# WHAT YOU NEED TO DO
Copy the records below line for line, with no changes.

Collected data:
- - - - - - -

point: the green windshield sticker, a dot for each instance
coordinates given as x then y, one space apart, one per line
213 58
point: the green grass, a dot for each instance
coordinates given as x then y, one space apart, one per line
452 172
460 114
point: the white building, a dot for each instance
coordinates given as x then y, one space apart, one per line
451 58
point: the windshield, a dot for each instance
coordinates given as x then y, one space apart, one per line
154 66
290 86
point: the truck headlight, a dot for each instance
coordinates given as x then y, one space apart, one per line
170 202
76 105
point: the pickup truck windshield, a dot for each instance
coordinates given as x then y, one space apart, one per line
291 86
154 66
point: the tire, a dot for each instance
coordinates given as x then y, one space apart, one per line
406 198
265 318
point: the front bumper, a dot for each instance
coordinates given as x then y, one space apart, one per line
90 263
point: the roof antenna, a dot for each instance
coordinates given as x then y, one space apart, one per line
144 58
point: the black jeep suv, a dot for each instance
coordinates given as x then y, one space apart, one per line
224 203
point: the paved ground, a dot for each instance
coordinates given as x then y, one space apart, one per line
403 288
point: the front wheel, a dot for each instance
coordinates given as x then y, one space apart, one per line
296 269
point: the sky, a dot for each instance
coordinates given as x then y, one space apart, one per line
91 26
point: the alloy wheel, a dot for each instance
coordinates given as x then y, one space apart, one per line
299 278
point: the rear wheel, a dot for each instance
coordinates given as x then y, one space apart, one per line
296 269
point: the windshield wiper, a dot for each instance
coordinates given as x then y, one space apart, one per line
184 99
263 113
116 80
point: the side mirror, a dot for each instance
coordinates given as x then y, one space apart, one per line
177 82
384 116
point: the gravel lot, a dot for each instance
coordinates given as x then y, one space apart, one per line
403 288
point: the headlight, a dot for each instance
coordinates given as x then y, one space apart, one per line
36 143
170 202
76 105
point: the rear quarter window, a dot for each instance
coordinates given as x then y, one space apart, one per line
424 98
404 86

- - - - - - -

# RESPONSE TO THE TASK
point: the green windshield sticker, a dot for each instance
coordinates given as x then y, one space apart, one per line
213 58
point: the green grass, a dot for each instance
coordinates given as x then y, one space apart, one per line
452 172
460 114
point: the white building, a dot for each instance
coordinates given as x then y, one space apart, one per line
451 58
point: the windshield, a dot for each instance
coordinates given as x then y, one space apart, one per line
154 66
290 86
point: the truck headlight, a dot for each instance
coordinates given as x then y, one space apart, one per line
170 202
76 105
point: the pickup truck windshield, a dot for each instance
coordinates given as x then y, one space apart, one per line
291 86
154 66
point: the tire, a dot for each instance
coordinates given as x then y, one space apart, one per line
406 198
265 318
point: the front bumper, a dot for each instance
coordinates given as x then y, one space apart, one per line
90 263
point: the roof antenna, a dot for each instance
coordinates given as x then y, one space apart, one per line
144 58
point: the black jeep suv, a dot for each instance
coordinates given as x then y, one space apart, one per line
224 203
point: the paved ground, a dot for each instance
coordinates given as x then y, one space apart, one per line
403 288
point: the front wheel, a dot for each instance
coordinates given as x then y, one space apart, one per line
296 269
point: the sky, a dot for each instance
coordinates given as x then y, one space apart, one per line
91 26
point: the alloy wheel, a dot for each instance
coordinates given as x then y, one space apart, one per line
299 278
point: the rear wheel, a dot for each instance
coordinates given as x then y, one space apart, one per line
296 269
point: the windshield wiper, a dot for each instance
coordinates given as x then y, one space apart, one per line
184 99
263 113
116 80
point: the side mirror, a dot for each instance
coordinates given as x then y, one space apart, one per line
177 82
384 116
point: the gravel lot, a dot for each instance
coordinates given as x then y, one space apart, one per line
403 288
point: the headlight, a dot for each instance
coordinates given as x then y, one space apart, one per line
36 143
170 202
76 105
point: the rear quarter window, a dot for each instance
coordinates given as x then y, one space apart, one per line
424 98
404 86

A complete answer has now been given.